Сохранённые записи
- - - -

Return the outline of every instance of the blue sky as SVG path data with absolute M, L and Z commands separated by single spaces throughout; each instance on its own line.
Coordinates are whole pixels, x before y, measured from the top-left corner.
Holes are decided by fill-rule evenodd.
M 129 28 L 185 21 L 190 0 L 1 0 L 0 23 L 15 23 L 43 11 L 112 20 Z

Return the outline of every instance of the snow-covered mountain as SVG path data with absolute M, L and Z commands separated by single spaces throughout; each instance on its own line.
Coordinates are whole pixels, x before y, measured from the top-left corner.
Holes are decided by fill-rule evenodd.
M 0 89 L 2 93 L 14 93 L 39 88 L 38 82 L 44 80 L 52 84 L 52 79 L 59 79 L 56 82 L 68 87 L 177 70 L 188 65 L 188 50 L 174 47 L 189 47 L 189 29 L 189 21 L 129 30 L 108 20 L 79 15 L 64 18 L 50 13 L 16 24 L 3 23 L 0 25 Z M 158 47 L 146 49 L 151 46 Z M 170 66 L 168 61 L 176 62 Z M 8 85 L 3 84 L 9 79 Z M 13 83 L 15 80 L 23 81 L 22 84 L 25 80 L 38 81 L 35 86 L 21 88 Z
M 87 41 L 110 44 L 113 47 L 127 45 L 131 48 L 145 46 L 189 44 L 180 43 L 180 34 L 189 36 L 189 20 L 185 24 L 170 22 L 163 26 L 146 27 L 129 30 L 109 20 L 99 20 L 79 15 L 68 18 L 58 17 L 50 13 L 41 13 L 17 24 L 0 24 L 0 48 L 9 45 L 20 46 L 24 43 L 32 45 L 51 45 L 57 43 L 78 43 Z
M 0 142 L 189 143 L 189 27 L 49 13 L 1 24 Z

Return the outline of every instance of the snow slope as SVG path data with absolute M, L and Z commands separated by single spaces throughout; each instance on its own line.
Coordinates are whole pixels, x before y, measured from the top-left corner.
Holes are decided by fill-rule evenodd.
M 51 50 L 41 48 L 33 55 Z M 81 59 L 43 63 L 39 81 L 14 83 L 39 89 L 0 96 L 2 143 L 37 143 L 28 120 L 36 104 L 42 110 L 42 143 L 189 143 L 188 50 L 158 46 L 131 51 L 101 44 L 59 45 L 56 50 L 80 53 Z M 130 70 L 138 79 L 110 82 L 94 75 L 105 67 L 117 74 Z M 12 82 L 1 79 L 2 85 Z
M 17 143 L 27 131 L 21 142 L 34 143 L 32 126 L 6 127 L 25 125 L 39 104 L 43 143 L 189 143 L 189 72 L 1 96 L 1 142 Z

- - - -

§ ЦЕЛЬ ЗАДАНИЯ:
Представьте все записи выше в виде таблицы Markdown с колонками «Номер» и «Строка записи» и пропустите пустые строки.

§ РЕШЕНИЕ ЗАДАНИЯ:
| Номер | Строка записи |
|---|---|
| 1 | Return the outline of every instance of the blue sky as SVG path data with absolute M, L and Z commands separated by single spaces throughout; each instance on its own line. |
| 2 | Coordinates are whole pixels, x before y, measured from the top-left corner. |
| 3 | Holes are decided by fill-rule evenodd. |
| 4 | M 129 28 L 185 21 L 190 0 L 1 0 L 0 23 L 15 23 L 43 11 L 112 20 Z |
| 5 | Return the outline of every instance of the snow-covered mountain as SVG path data with absolute M, L and Z commands separated by single spaces throughout; each instance on its own line. |
| 6 | Coordinates are whole pixels, x before y, measured from the top-left corner. |
| 7 | Holes are decided by fill-rule evenodd. |
| 8 | M 0 89 L 2 93 L 14 93 L 39 88 L 38 82 L 44 80 L 52 84 L 52 79 L 59 79 L 56 82 L 68 87 L 177 70 L 188 65 L 188 50 L 174 47 L 189 47 L 189 29 L 189 21 L 129 30 L 108 20 L 79 15 L 64 18 L 50 13 L 16 24 L 3 23 L 0 25 Z M 158 47 L 146 49 L 151 46 Z M 170 66 L 168 61 L 176 62 Z M 8 85 L 3 84 L 9 79 Z M 13 83 L 15 80 L 23 81 L 22 84 L 25 80 L 38 81 L 35 86 L 21 88 Z |
| 9 | M 87 41 L 110 44 L 113 47 L 127 45 L 131 48 L 145 46 L 189 44 L 180 43 L 180 34 L 189 36 L 189 20 L 185 24 L 170 22 L 163 26 L 146 27 L 129 30 L 109 20 L 99 20 L 79 15 L 68 18 L 58 17 L 50 13 L 41 13 L 17 24 L 0 24 L 0 48 L 9 45 L 20 46 L 24 43 L 32 45 L 51 45 L 57 43 L 78 43 Z |
| 10 | M 0 142 L 189 143 L 189 27 L 49 13 L 1 24 Z |
| 11 | Return the outline of every instance of the snow slope as SVG path data with absolute M, L and Z commands separated by single spaces throughout; each instance on its own line. |
| 12 | Coordinates are whole pixels, x before y, measured from the top-left corner. |
| 13 | Holes are decided by fill-rule evenodd. |
| 14 | M 51 50 L 41 48 L 33 55 Z M 81 59 L 43 63 L 39 81 L 14 83 L 39 89 L 0 96 L 2 143 L 37 143 L 28 120 L 36 104 L 42 110 L 42 143 L 189 143 L 188 50 L 158 46 L 131 51 L 101 44 L 59 45 L 56 50 L 80 53 Z M 130 70 L 138 79 L 110 82 L 94 75 L 105 67 L 117 74 Z M 12 82 L 1 79 L 2 85 Z |
| 15 | M 17 143 L 27 131 L 21 142 L 34 143 L 32 126 L 6 127 L 25 125 L 39 104 L 43 143 L 189 143 L 189 72 L 1 96 L 1 142 Z |